**Exercise instructions**
The response must be made up of the lines in the entries below that contain "cliff".

**Records for the task**
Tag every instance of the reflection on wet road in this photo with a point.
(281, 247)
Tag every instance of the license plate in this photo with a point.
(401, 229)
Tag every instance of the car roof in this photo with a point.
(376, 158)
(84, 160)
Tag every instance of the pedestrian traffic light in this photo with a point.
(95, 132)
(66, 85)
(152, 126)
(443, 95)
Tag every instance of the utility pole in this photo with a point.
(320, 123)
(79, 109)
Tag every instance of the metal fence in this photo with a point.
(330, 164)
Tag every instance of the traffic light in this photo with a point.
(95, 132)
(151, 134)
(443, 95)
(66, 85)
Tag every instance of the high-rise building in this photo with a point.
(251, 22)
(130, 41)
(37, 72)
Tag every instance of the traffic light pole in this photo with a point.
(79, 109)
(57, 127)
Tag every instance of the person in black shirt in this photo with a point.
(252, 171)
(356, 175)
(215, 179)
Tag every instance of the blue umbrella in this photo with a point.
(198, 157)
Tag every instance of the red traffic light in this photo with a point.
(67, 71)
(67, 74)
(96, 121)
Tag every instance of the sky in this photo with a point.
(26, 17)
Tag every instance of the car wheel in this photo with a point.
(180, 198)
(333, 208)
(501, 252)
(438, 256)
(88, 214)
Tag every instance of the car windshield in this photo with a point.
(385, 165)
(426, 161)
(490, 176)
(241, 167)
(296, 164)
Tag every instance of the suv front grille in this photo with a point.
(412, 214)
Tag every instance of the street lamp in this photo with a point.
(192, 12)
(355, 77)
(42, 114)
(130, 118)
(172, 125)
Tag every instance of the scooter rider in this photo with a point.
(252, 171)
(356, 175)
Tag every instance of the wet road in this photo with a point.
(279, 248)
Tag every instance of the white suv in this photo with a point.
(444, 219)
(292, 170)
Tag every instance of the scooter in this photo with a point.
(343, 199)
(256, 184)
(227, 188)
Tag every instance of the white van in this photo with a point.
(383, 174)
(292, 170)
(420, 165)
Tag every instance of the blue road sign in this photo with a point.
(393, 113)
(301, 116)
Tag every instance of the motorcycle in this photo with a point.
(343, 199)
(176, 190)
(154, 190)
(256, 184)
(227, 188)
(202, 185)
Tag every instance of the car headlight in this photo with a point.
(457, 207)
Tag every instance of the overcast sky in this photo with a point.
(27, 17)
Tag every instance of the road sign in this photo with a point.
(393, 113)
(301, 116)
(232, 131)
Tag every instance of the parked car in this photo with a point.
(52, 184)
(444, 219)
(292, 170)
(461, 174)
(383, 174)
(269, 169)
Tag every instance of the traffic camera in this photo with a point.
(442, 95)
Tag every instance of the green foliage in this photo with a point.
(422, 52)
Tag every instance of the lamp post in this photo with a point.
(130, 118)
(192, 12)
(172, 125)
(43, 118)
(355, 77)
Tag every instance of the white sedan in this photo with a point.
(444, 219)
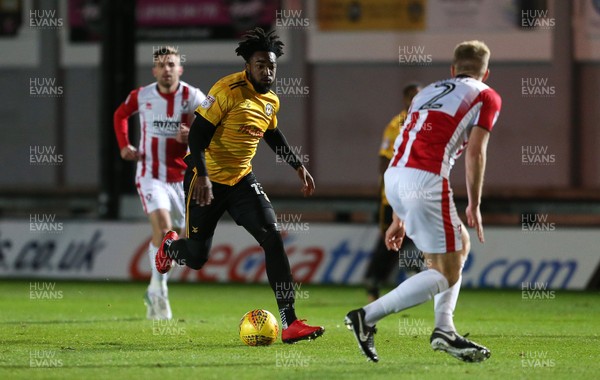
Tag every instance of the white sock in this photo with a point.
(413, 291)
(158, 281)
(444, 304)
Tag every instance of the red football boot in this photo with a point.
(162, 261)
(299, 330)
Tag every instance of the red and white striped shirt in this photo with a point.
(160, 118)
(436, 130)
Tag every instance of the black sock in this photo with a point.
(288, 314)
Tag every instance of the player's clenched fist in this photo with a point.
(129, 153)
(202, 191)
(395, 234)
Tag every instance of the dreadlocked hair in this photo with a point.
(258, 40)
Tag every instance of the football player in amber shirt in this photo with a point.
(239, 110)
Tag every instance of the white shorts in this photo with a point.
(423, 200)
(156, 194)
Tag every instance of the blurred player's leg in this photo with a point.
(444, 337)
(157, 296)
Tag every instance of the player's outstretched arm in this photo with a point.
(308, 182)
(200, 134)
(475, 168)
(120, 124)
(395, 234)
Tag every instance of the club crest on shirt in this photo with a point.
(269, 109)
(206, 103)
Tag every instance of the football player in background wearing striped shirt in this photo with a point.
(166, 110)
(445, 119)
(383, 262)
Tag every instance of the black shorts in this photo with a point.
(245, 201)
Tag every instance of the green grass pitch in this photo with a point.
(90, 330)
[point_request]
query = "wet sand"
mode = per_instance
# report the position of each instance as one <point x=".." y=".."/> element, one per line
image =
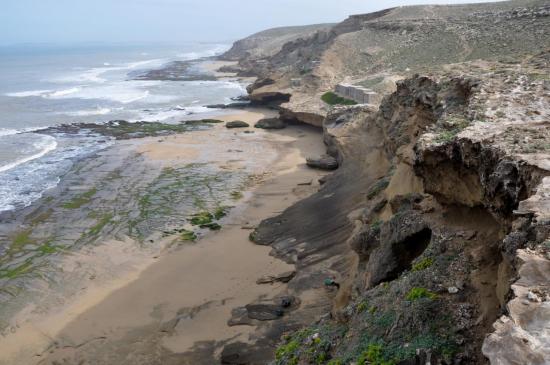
<point x="180" y="300"/>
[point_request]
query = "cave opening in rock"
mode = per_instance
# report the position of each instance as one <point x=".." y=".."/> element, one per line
<point x="409" y="249"/>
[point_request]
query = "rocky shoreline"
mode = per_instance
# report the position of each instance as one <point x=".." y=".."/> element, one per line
<point x="435" y="224"/>
<point x="427" y="243"/>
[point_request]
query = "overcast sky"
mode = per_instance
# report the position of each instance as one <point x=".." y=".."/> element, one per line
<point x="70" y="21"/>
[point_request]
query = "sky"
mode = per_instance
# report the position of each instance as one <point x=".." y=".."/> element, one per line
<point x="169" y="21"/>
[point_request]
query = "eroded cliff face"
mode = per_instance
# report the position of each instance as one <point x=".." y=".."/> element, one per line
<point x="435" y="227"/>
<point x="431" y="242"/>
<point x="373" y="50"/>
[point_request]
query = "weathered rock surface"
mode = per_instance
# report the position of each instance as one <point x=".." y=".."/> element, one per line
<point x="436" y="223"/>
<point x="280" y="278"/>
<point x="324" y="162"/>
<point x="270" y="123"/>
<point x="236" y="124"/>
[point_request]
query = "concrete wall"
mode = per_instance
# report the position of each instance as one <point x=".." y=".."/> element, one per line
<point x="360" y="94"/>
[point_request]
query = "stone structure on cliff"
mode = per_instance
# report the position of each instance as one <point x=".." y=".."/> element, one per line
<point x="360" y="94"/>
<point x="436" y="223"/>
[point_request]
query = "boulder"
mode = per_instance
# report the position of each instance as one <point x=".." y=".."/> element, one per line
<point x="324" y="162"/>
<point x="236" y="124"/>
<point x="281" y="278"/>
<point x="264" y="312"/>
<point x="270" y="123"/>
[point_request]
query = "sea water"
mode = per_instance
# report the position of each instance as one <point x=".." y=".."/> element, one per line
<point x="46" y="85"/>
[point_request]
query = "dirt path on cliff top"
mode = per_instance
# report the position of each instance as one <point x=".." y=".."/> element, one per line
<point x="184" y="300"/>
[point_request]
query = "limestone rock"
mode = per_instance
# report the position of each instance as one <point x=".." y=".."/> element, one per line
<point x="324" y="162"/>
<point x="236" y="124"/>
<point x="270" y="123"/>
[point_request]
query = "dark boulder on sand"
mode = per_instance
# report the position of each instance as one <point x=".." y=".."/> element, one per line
<point x="324" y="162"/>
<point x="270" y="123"/>
<point x="236" y="124"/>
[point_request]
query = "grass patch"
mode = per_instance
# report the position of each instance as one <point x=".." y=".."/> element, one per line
<point x="423" y="264"/>
<point x="333" y="99"/>
<point x="419" y="293"/>
<point x="80" y="199"/>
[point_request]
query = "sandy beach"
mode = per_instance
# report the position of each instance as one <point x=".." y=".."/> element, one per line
<point x="156" y="305"/>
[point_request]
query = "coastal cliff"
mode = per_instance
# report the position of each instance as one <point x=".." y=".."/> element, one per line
<point x="430" y="242"/>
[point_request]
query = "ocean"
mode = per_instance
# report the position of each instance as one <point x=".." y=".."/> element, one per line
<point x="47" y="85"/>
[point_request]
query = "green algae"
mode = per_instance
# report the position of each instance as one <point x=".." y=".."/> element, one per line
<point x="22" y="269"/>
<point x="202" y="218"/>
<point x="80" y="200"/>
<point x="104" y="220"/>
<point x="236" y="195"/>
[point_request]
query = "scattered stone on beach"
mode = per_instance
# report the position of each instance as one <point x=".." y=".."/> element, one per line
<point x="324" y="162"/>
<point x="280" y="278"/>
<point x="239" y="317"/>
<point x="236" y="105"/>
<point x="236" y="124"/>
<point x="264" y="312"/>
<point x="270" y="123"/>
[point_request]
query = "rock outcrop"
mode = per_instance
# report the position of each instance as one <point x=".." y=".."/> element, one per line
<point x="434" y="231"/>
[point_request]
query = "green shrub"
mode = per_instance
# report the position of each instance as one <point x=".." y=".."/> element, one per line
<point x="201" y="218"/>
<point x="332" y="99"/>
<point x="374" y="355"/>
<point x="362" y="306"/>
<point x="418" y="293"/>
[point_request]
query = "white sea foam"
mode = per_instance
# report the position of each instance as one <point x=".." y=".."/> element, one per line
<point x="62" y="93"/>
<point x="24" y="94"/>
<point x="48" y="144"/>
<point x="83" y="113"/>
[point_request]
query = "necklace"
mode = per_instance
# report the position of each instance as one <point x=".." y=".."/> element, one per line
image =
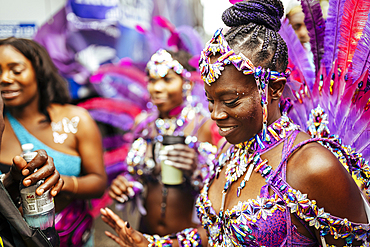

**Written answer**
query = "eroded cliff face"
query = "stone structure on cliff"
query = "dirt path on cliff top"
query = "coastal cliff"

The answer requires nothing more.